- Assignment: Restate the data exactly, with nothing altered.

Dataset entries
::::::
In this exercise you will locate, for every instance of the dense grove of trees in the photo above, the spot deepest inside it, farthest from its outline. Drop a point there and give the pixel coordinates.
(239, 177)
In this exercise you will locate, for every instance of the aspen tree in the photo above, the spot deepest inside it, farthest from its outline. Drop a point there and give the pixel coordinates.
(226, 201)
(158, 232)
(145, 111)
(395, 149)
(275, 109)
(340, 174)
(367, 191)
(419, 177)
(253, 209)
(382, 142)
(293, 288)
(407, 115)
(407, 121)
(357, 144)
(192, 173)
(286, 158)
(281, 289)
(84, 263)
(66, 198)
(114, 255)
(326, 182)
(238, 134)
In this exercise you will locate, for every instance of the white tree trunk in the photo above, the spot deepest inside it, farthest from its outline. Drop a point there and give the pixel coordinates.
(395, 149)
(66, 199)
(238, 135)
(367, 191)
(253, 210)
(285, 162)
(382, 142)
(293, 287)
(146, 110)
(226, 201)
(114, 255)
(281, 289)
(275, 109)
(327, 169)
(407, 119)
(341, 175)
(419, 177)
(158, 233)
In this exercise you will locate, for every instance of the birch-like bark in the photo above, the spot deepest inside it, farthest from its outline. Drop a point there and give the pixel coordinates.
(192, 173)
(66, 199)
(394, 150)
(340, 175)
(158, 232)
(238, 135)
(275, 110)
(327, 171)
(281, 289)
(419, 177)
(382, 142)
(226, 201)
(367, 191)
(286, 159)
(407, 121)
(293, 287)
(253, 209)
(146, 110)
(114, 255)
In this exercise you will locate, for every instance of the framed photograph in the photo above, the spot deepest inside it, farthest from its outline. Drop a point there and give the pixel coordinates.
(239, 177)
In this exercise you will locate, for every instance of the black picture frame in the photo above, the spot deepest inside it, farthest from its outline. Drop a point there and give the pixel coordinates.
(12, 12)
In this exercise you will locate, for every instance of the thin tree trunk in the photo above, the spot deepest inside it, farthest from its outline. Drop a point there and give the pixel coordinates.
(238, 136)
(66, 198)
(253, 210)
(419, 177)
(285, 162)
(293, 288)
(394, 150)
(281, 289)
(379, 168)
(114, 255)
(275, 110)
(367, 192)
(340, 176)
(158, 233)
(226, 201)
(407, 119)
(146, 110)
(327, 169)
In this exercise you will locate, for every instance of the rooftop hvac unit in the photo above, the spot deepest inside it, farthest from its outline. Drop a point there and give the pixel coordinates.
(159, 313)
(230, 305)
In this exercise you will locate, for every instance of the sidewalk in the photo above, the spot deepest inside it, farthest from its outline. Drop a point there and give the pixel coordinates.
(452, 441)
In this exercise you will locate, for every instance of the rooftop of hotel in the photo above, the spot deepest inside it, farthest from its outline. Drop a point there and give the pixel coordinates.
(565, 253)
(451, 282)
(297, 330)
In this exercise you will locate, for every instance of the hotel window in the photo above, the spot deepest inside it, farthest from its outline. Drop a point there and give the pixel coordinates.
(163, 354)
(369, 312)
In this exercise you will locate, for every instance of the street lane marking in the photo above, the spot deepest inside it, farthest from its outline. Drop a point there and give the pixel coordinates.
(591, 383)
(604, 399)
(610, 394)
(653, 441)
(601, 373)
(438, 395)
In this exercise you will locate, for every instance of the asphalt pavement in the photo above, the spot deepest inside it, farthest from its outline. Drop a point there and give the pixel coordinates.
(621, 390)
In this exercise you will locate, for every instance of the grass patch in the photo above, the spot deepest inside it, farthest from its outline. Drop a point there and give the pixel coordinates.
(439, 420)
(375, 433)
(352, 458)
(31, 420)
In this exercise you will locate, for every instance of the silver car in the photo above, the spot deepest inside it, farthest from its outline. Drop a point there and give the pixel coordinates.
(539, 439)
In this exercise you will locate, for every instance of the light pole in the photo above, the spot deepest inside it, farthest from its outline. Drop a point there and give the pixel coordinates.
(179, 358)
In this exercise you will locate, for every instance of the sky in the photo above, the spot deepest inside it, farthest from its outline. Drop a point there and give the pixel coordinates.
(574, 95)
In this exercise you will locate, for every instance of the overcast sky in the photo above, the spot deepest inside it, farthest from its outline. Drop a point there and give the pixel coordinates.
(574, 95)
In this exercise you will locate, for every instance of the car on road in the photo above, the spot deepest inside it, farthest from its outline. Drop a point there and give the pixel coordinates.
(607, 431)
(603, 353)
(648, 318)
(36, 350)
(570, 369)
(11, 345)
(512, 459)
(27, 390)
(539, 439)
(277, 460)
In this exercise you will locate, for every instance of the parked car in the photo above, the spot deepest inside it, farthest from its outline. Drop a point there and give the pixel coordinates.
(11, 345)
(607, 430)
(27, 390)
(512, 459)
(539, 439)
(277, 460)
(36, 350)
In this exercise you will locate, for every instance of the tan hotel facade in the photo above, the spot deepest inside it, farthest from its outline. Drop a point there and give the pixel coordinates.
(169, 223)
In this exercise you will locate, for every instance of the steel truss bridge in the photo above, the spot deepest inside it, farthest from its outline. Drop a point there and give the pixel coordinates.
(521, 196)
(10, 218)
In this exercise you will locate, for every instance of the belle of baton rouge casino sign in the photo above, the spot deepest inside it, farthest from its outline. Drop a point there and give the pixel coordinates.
::::::
- Your solution:
In this exercise you will locate, for every instance of the dense grove of trees in the photo above, the spot deepest inside it, farthest from its outline. Drop a point there and give the pixel coordinates.
(239, 177)
In this exercise you will locate, for every instance of the aspen tree in the photo above, the spot deepest inside it, farthest from its outline. Drop a point there and give the pixel coordinates.
(226, 201)
(158, 232)
(145, 111)
(395, 149)
(275, 109)
(340, 174)
(367, 191)
(419, 177)
(253, 209)
(382, 142)
(293, 288)
(407, 115)
(407, 121)
(357, 144)
(192, 173)
(286, 158)
(281, 289)
(84, 263)
(66, 198)
(114, 255)
(326, 182)
(238, 134)
In this exercise you will locate, for every instance of the white tree trunk in the photo above, the spot deepest inside it, farthest from its outline. Drop a point there and give the pixel coordinates.
(395, 149)
(66, 199)
(238, 135)
(367, 191)
(253, 210)
(285, 162)
(382, 142)
(293, 287)
(146, 110)
(226, 201)
(114, 255)
(281, 289)
(275, 109)
(327, 169)
(407, 119)
(341, 175)
(419, 177)
(158, 233)
In this exercise you will locate, for every instance of the birch-like bark in the photo above, the spot deepest inside it, farthest from its outline. Drop a point there and give the pixel coordinates.
(192, 173)
(66, 199)
(394, 150)
(340, 175)
(158, 232)
(238, 135)
(275, 110)
(327, 171)
(281, 289)
(419, 177)
(382, 142)
(226, 201)
(367, 191)
(286, 159)
(407, 121)
(293, 287)
(253, 209)
(146, 110)
(114, 255)
In this exercise you will locate, for every instance of the framed photograph in the photo above, the spot deepest inside it, farthest from its outline. Drop a point there and give the pixel coordinates.
(239, 177)
In this exercise you will locate, for every instance of the black picture frame in the photo above, the spot deepest inside it, farthest from its outline. Drop a point there and give the pixel coordinates.
(12, 12)
In this exercise you will locate, for every instance of the thin tree trunk in the photo above, the spot deepest inside it, farthest from its outline. Drop a point there and give the pixel coordinates.
(238, 136)
(66, 198)
(253, 210)
(419, 177)
(285, 162)
(293, 288)
(394, 150)
(281, 289)
(379, 168)
(114, 255)
(275, 110)
(367, 192)
(340, 176)
(158, 233)
(226, 201)
(407, 119)
(146, 110)
(327, 169)
In this exercise you will locate, for every instance of the rooftop hvac unit in the photo above, the spot deepest inside it, farthest from its outline. Drop a point there and give the pixel coordinates.
(159, 313)
(230, 305)
In this exercise you will locate, for every instance of the sidewalk in the photo above, the spot deepest inside it, farthest from its outline. Drop a point there and give the pixel coordinates.
(452, 441)
In this exercise you will locate, for every instance of the rooftop of hotel in the photo above, the spot deepest inside it, farthest from its outline. Drop a point there and give the pixel coordinates.
(565, 253)
(451, 282)
(297, 330)
In this exercise you will locate, for every instance of the hotel window in the photo above, the spot deepest inside it, farthest from its outline. Drop a point there and give the pixel coordinates.
(163, 354)
(369, 312)
In this exercise you will locate, for every instance of the street lane marking in the photo above, the spot deepest inside it, farthest from its outline. Drop a point there and give the pixel coordinates.
(591, 383)
(604, 399)
(610, 394)
(653, 441)
(601, 373)
(438, 395)
In this exercise you will locate, for every instance of the asphalt pavement in the photo above, the spot deepest inside it, farthest from its outline. Drop a point there and give the pixel coordinates.
(621, 390)
In this exercise you will locate, for every instance of the grass patch in the photo above, the spot deepest inside it, farthest from its outline. Drop a point there and give the pixel coordinates.
(439, 420)
(375, 433)
(352, 458)
(31, 420)
In this exercise you will locate, for every instance of the silver car in the photo above, the spot deepest inside it, farthest from its outline. Drop a point there and give the pixel coordinates.
(539, 439)
In this exercise you will locate, for every instance of the light pole in the photo above, the spot deepest inside it, farthest from its outline. Drop a point there and give the pixel coordinates.
(179, 358)
In this exercise you will locate, for every instance of the sky in the photo above, the spot deepest inside it, farthest from its outline. Drop a point there and give the pixel coordinates.
(574, 95)
In this exercise you will locate, for every instance of the overcast sky in the photo above, the spot deepest inside it, farthest from its outline. Drop a point there and give the pixel coordinates.
(574, 95)
In this exercise you will locate, for every instance of the car on road in the photo above, the spot deepest inside it, farthest from its outline. Drop a point there and give the pixel coordinates.
(607, 431)
(603, 353)
(648, 318)
(36, 350)
(570, 369)
(11, 345)
(512, 459)
(27, 390)
(539, 439)
(277, 460)
In this exercise you will locate, for every instance of the parked car in the photo above, the spot deepest inside it, farthest from its outline. Drop a point there and give the pixel coordinates.
(11, 345)
(607, 430)
(27, 390)
(512, 459)
(539, 439)
(277, 460)
(36, 350)
In this exercise you will locate, for every instance of the tan hotel facade in the photo above, the spot deepest inside it, farthest from its outline. Drop a point there and give the pixel coordinates.
(169, 223)
In this exercise you will locate, for every instance of the steel truss bridge in the photo above, the spot deepest inside it, farthest from its outline. Drop a point there and give the pixel coordinates.
(521, 196)
(10, 218)
In this exercise you will locate, for every instance of the belle of baton rouge casino sign in the photo above, the spot deepest inside it, farthest from its outline. Drop a point there and give the pixel coordinates.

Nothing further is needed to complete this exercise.